From the line that includes "Prove the wind-blown" to the last line of the records, inclusive, repeat each line exactly.

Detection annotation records
· · · · ·

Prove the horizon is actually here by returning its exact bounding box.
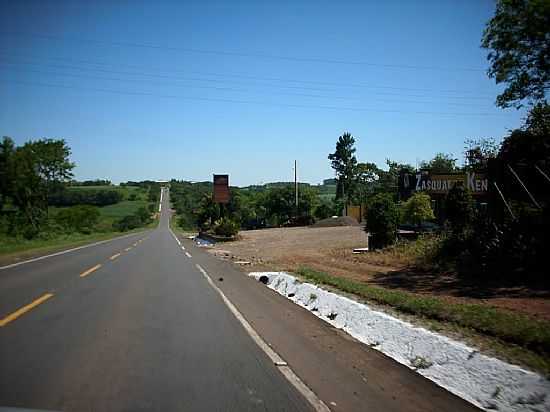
[0,1,525,187]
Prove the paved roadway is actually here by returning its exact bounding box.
[0,187,480,411]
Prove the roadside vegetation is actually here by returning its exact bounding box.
[0,137,160,255]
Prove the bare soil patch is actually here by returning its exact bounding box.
[210,226,550,320]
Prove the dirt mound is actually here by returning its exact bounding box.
[311,216,359,227]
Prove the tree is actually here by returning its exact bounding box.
[445,185,475,235]
[402,192,435,227]
[481,0,550,108]
[377,159,414,199]
[328,132,357,199]
[464,139,498,171]
[354,163,381,203]
[0,136,15,210]
[365,193,399,249]
[420,153,458,173]
[55,205,100,233]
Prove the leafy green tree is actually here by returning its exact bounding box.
[328,132,357,199]
[481,0,550,108]
[55,205,100,233]
[0,136,15,210]
[464,139,499,171]
[354,163,382,203]
[420,153,458,173]
[445,185,475,235]
[214,217,239,237]
[365,193,399,249]
[377,159,414,199]
[402,192,435,226]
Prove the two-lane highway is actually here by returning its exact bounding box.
[0,188,311,411]
[0,187,484,412]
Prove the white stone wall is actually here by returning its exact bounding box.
[250,272,550,411]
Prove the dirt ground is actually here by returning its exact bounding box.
[209,226,550,320]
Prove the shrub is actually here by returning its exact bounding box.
[402,192,435,226]
[445,186,475,235]
[214,217,239,237]
[365,193,399,249]
[55,205,99,233]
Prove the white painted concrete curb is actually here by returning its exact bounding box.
[249,272,550,412]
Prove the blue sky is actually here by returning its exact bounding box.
[0,0,525,185]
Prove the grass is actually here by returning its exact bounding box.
[0,198,158,264]
[296,267,550,374]
[365,234,443,269]
[0,228,148,265]
[67,186,147,200]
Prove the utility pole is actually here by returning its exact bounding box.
[294,160,298,209]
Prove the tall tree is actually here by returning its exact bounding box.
[355,163,381,203]
[328,132,357,199]
[420,153,458,173]
[0,136,15,210]
[464,138,499,171]
[481,0,550,108]
[4,139,74,236]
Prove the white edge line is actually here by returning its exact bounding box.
[0,230,146,270]
[159,187,164,213]
[195,264,330,412]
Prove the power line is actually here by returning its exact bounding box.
[0,63,496,107]
[3,80,504,116]
[0,31,484,72]
[0,51,493,97]
[0,61,496,100]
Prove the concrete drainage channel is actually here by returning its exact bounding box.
[249,272,550,412]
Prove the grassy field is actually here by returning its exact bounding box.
[0,196,156,264]
[0,228,146,265]
[67,186,147,200]
[295,267,550,376]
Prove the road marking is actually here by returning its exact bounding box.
[0,233,149,270]
[195,264,330,412]
[80,265,101,278]
[0,293,53,327]
[170,229,181,246]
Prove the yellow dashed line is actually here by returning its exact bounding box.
[0,293,53,327]
[80,265,101,278]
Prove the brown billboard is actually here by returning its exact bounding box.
[214,175,229,203]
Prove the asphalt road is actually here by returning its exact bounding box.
[0,187,480,411]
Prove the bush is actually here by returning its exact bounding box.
[54,205,99,233]
[445,186,475,235]
[365,193,399,249]
[214,217,239,237]
[402,192,435,226]
[48,188,123,206]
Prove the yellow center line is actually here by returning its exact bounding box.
[0,293,53,327]
[80,265,101,278]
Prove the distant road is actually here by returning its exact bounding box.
[0,191,473,411]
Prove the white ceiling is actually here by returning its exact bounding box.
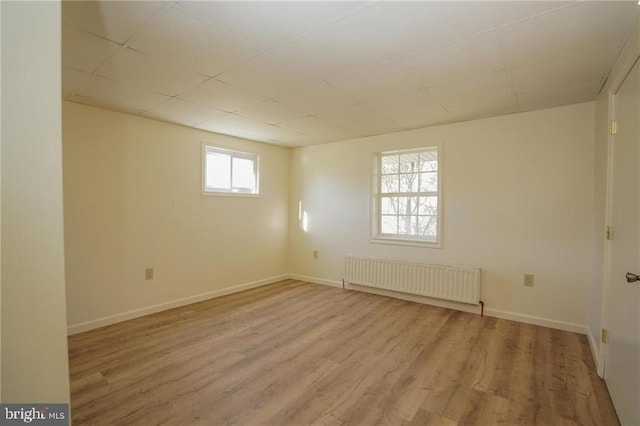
[62,0,640,146]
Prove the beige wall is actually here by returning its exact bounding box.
[289,103,595,332]
[588,7,640,374]
[63,102,290,331]
[1,2,69,403]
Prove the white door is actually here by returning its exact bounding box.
[604,57,640,426]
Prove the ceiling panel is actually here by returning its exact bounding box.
[144,98,227,124]
[129,8,260,77]
[492,1,576,25]
[349,1,494,56]
[216,55,320,98]
[62,24,120,73]
[62,0,640,146]
[499,2,637,67]
[96,48,207,96]
[367,89,451,129]
[180,79,266,112]
[281,115,359,141]
[175,1,344,50]
[511,49,611,93]
[447,94,518,121]
[272,20,388,80]
[402,30,505,86]
[62,1,165,44]
[429,70,515,107]
[62,67,169,113]
[237,99,307,124]
[517,79,602,111]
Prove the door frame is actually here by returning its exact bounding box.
[596,52,640,379]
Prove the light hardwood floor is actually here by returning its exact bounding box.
[69,280,618,426]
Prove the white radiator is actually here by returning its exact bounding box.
[344,256,480,305]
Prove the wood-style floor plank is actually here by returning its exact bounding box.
[69,280,618,426]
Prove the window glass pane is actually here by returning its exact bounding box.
[418,197,438,216]
[380,216,398,234]
[380,197,398,214]
[400,172,419,192]
[376,148,440,242]
[418,216,438,240]
[381,155,399,175]
[205,152,231,189]
[420,151,438,172]
[420,172,438,192]
[400,152,420,173]
[398,215,418,235]
[380,175,398,194]
[231,158,256,191]
[398,197,418,215]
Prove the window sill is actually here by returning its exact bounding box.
[202,191,260,198]
[369,236,441,249]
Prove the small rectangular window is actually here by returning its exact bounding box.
[202,145,259,195]
[372,147,441,246]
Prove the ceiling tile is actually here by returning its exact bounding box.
[518,79,602,112]
[180,79,265,112]
[429,70,514,107]
[62,1,637,146]
[368,89,451,129]
[198,114,311,145]
[331,61,424,103]
[62,23,120,73]
[129,8,260,77]
[511,49,611,93]
[492,1,575,25]
[447,94,518,121]
[401,30,504,86]
[272,20,388,80]
[315,103,397,136]
[499,2,637,67]
[281,115,359,141]
[237,99,307,124]
[277,82,357,113]
[335,0,375,12]
[96,48,207,96]
[144,98,227,124]
[216,54,317,98]
[180,1,344,50]
[348,1,494,55]
[62,67,169,112]
[61,1,164,44]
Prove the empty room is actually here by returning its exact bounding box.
[0,0,640,426]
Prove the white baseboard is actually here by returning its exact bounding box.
[67,275,289,335]
[289,274,598,336]
[287,274,342,288]
[67,274,598,342]
[484,309,587,334]
[586,327,604,377]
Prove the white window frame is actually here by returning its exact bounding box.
[202,142,260,197]
[370,144,444,248]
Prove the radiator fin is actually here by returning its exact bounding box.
[345,256,481,305]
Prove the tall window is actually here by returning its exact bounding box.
[202,145,258,194]
[373,147,440,245]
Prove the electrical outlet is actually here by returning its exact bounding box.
[524,274,533,287]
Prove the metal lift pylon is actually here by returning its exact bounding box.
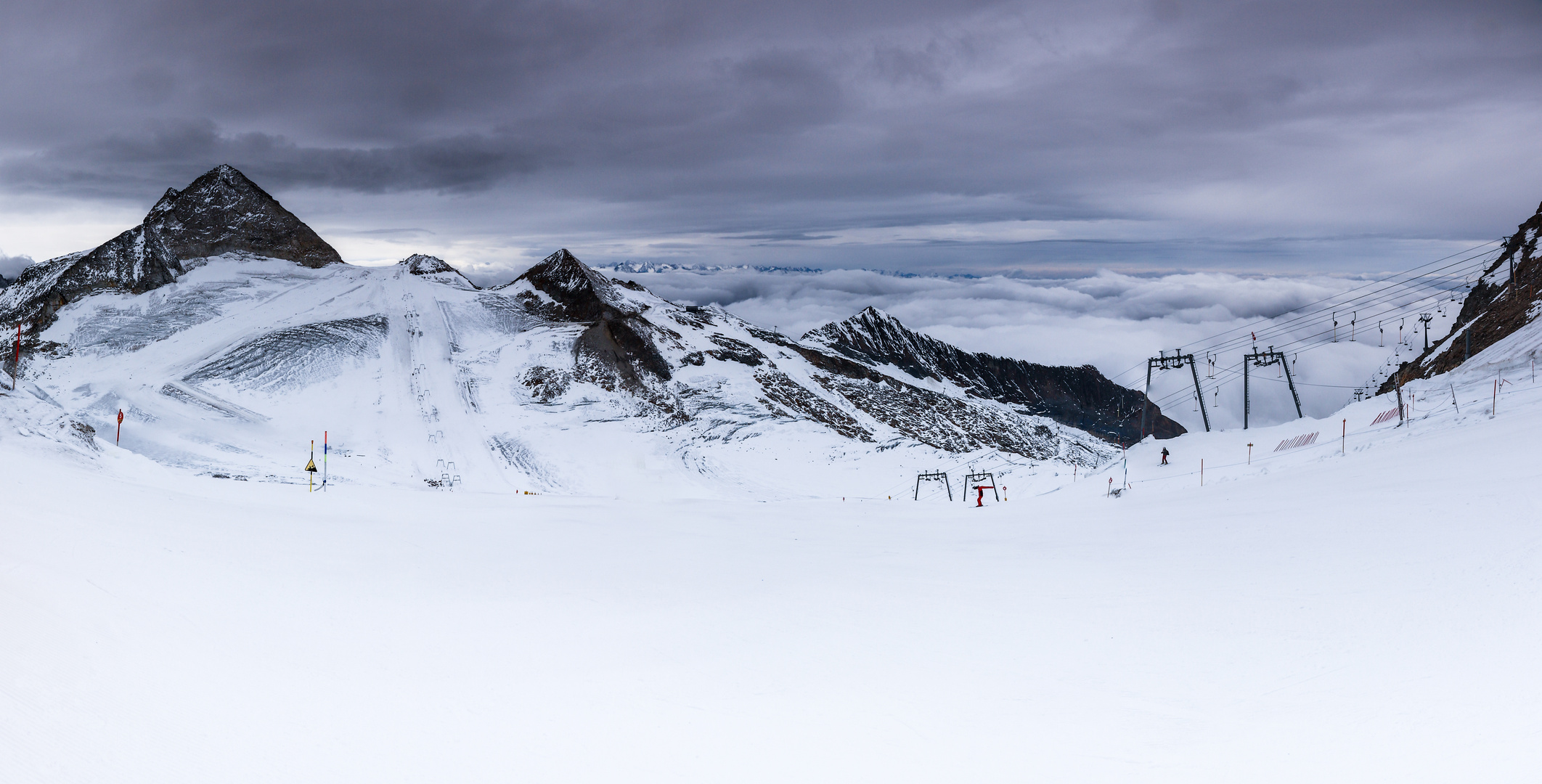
[1243,346,1302,430]
[1141,348,1210,440]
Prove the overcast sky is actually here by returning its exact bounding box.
[0,0,1542,278]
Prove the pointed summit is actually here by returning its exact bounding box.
[804,307,1184,441]
[396,253,478,289]
[0,165,343,330]
[145,163,343,267]
[499,248,632,321]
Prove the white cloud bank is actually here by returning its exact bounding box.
[598,269,1454,429]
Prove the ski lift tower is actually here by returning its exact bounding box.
[1243,346,1302,430]
[1141,348,1209,440]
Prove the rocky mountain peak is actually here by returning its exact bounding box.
[509,248,632,321]
[0,165,343,332]
[804,307,1184,443]
[144,165,343,267]
[396,253,480,289]
[1377,197,1542,393]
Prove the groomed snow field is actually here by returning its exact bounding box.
[0,330,1542,784]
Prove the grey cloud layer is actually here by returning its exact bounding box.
[619,270,1419,429]
[0,0,1542,269]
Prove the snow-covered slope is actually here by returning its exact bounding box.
[804,307,1184,443]
[0,309,1542,784]
[6,252,1114,495]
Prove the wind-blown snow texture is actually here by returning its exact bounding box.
[0,307,1542,784]
[0,167,1181,495]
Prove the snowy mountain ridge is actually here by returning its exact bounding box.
[0,167,1181,495]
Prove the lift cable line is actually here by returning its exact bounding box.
[1114,241,1497,385]
[1152,261,1488,406]
[1141,348,1210,441]
[1243,346,1302,430]
[1135,248,1488,376]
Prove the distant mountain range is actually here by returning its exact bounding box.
[0,167,1183,488]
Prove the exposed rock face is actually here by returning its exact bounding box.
[396,253,480,289]
[494,248,635,321]
[495,248,677,398]
[1377,197,1542,393]
[804,307,1184,443]
[0,165,343,333]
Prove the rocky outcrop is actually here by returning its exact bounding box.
[0,165,343,335]
[804,307,1184,443]
[1377,204,1542,393]
[495,248,677,401]
[396,253,481,290]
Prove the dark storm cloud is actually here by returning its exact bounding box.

· · · · ·

- _COMPLETED TASK_:
Prove the wind-blown snow texture is actually here by returning its exact bounding box.
[0,307,1542,784]
[0,167,1181,495]
Prove the snowy mountain ridge is actually here by returning its exact bounding box.
[0,167,1181,495]
Prove the lift cable line is actually here by returning its exact bounding box.
[1114,241,1497,385]
[1152,261,1488,406]
[1141,348,1210,441]
[1243,346,1302,430]
[1135,248,1488,376]
Prove the distant mountain range is actually here by returning its exact bounding box.
[0,167,1183,488]
Prove the exposed rock face is actually here by returning its exact bounding box.
[396,253,480,289]
[494,248,635,321]
[495,248,677,398]
[1377,197,1542,393]
[804,307,1184,443]
[0,165,343,333]
Prove the rocky outcrop is actually here by returning its exact bounding box.
[0,165,343,335]
[804,307,1184,443]
[1377,204,1542,393]
[495,248,677,401]
[396,253,481,290]
Prove the dark storm cloud is actually here by returning its exact bounding box.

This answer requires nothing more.